DOCUMENT SECTION:
◆ ◆ ◆ ◆ ◆ ◆ ◆

A search is presented for a heavy resonance Y decaying into a Standard Model Higgs boson H and a new particle X in a fully hadronic final state. The full Large Hadron Collider Run 2 dataset of proton-proton collisions at √s = 13 TeV collected by the ATLAS detector from 2015 to 2018 is used, and corresponds to an integrated luminosity of 139 fb⁻¹. The search targets the high Y-mass region, where the H and X have a significant Lorentz boost in the laboratory frame. A novel signal region is implemented using anomaly detection, where events are selected solely because of their incompatibility with a learned background-only model. It is defined using a jet-level tagger for signal-model-independent selection of the boosted X particle, representing the first application of fully unsupervised machine learning to an ATLAS analysis. Two additional signal regions are implemented to target a benchmark X decay into two quarks, covering topologies where the X is reconstructed as either a single large-radius jet or two small-radius jets. The analysis selects Higgs boson decays into bb¯, and a dedicated neural-network-based tagger provides sensitivity to the boosted heavy-flavor topology. No significant excess of data over the expected background is observed, and the results are presented as upper limits on the production cross section σ(pp→Y→XH→qq¯bb¯) for signals with m_Y between 1.5 and 6 TeV and m_X between 65 and 3000 GeV.

◆ ◆ ◆ ◆ ◆ ◆ ◆

DATA SEGMENT:
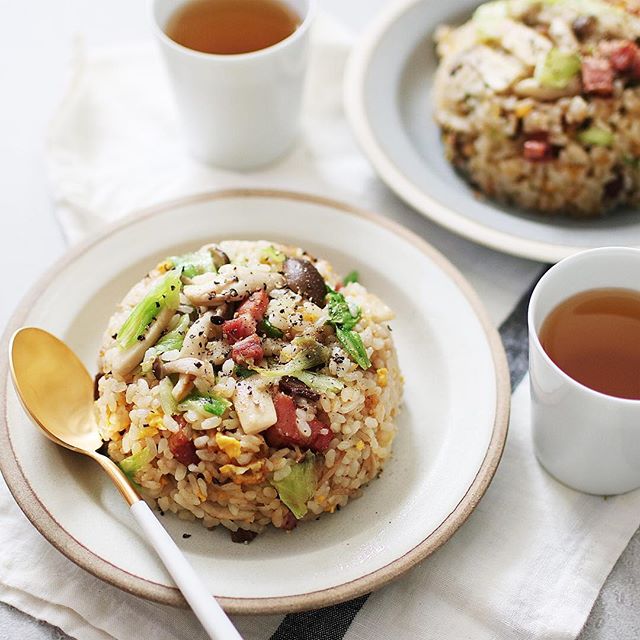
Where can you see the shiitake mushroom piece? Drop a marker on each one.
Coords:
(303, 278)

◆ ◆ ◆ ◆ ◆ ◆ ◆

WHAT YOU SHOULD DO: Please repeat the passage above on the ATLAS search for a heavy resonance decaying into a Higgs boson and a new particle, word for word and in full.

FINISHED EXERCISE:
A search is presented for a heavy resonance Y decaying into a Standard Model Higgs boson H and a new particle X in a fully hadronic final state. The full Large Hadron Collider Run 2 dataset of proton-proton collisions at √s = 13 TeV collected by the ATLAS detector from 2015 to 2018 is used, and corresponds to an integrated luminosity of 139 fb⁻¹. The search targets the high Y-mass region, where the H and X have a significant Lorentz boost in the laboratory frame. A novel signal region is implemented using anomaly detection, where events are selected solely because of their incompatibility with a learned background-only model. It is defined using a jet-level tagger for signal-model-independent selection of the boosted X particle, representing the first application of fully unsupervised machine learning to an ATLAS analysis. Two additional signal regions are implemented to target a benchmark X decay into two quarks, covering topologies where the X is reconstructed as either a single large-radius jet or two small-radius jets. The analysis selects Higgs boson decays into bb¯, and a dedicated neural-network-based tagger provides sensitivity to the boosted heavy-flavor topology. No significant excess of data over the expected background is observed, and the results are presented as upper limits on the production cross section σ(pp→Y→XH→qq¯bb¯) for signals with m_Y between 1.5 and 6 TeV and m_X between 65 and 3000 GeV.